## [TASK PROMPT]
Please write out the items below without any changes, from their first line through the line containing "[10,21,160,143]", both included.

## [ENTRIES PROVIDED]
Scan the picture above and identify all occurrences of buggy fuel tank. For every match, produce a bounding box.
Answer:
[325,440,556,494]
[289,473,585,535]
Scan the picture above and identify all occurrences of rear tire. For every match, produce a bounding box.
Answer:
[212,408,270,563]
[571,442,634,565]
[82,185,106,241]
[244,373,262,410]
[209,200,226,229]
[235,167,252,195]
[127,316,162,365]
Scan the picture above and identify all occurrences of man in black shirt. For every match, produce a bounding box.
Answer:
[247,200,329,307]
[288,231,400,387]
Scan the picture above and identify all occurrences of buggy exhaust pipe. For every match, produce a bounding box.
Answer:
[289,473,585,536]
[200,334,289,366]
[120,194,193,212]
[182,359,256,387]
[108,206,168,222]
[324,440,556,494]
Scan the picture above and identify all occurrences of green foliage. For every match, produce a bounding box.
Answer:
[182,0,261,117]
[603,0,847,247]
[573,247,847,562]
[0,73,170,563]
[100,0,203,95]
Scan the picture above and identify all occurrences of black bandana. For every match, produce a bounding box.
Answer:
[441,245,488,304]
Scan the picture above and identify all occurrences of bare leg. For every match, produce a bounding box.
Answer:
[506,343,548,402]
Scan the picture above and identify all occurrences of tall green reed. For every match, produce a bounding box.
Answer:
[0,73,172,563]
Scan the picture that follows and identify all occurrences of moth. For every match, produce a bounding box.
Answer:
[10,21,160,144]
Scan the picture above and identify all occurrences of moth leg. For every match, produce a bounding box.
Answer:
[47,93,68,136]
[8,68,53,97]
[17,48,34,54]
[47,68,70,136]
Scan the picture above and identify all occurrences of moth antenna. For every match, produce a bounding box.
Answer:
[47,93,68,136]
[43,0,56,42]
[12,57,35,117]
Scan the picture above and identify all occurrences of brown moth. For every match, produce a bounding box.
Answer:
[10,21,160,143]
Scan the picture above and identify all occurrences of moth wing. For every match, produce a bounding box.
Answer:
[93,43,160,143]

## [TASK ANSWER]
Scan the picture above and identify all occurrences of buggy fuel tank. For every match, produce a bounding box.
Answer:
[325,440,556,494]
[289,473,585,535]
Scan the picture above and identify all occurrences of rear tire. For every match, produce a bounding box.
Answer:
[212,408,270,563]
[571,442,634,565]
[82,185,106,241]
[244,373,262,410]
[209,200,226,229]
[235,167,252,195]
[127,316,162,365]
Scan the picture above and identify all occurrences of man in black shirt. For every match, produce a bounding box.
Answer:
[247,200,329,307]
[288,231,400,387]
Scan the picture above and identify all occurrences of buggy exhaust pipe. For every match, produce a bounding box.
Answer:
[289,473,585,536]
[200,334,289,366]
[120,194,193,212]
[182,359,256,387]
[108,206,168,222]
[324,440,556,494]
Scan the picture above and identify all occurrences of green foliage. For every match, produce a bounding box.
Answer:
[182,0,261,117]
[603,0,847,247]
[573,247,847,562]
[0,73,170,563]
[100,0,203,95]
Scan the picture above and identify all occurrences of black bandana. For every match, produce a bounding box.
Answer:
[441,245,488,304]
Scan the picture above and identify all occurrences of bare leg. For every match, produce a bounding box.
Answer:
[506,343,548,402]
Scan the picture above and identify all occurrences of tall green reed. For every match, produce a bounding box.
Answer:
[0,73,172,563]
Scan the picture that follows and identify all occurrences of moth. For every match, produce a bounding box.
Answer:
[10,21,160,144]
Scan the picture above and identify all occurrences of moth leg. For every match, produce a bounding box.
Answer:
[47,93,68,136]
[8,68,53,97]
[17,48,34,54]
[47,68,70,136]
Scan the picture above and identify all occurrences of moth antenna. For every match, produce a bounding box.
Answer:
[47,93,68,136]
[43,0,56,42]
[12,57,35,117]
Scan the picture above and identify all occurrences of brown moth. For every match, produce a bounding box.
Answer:
[10,21,160,143]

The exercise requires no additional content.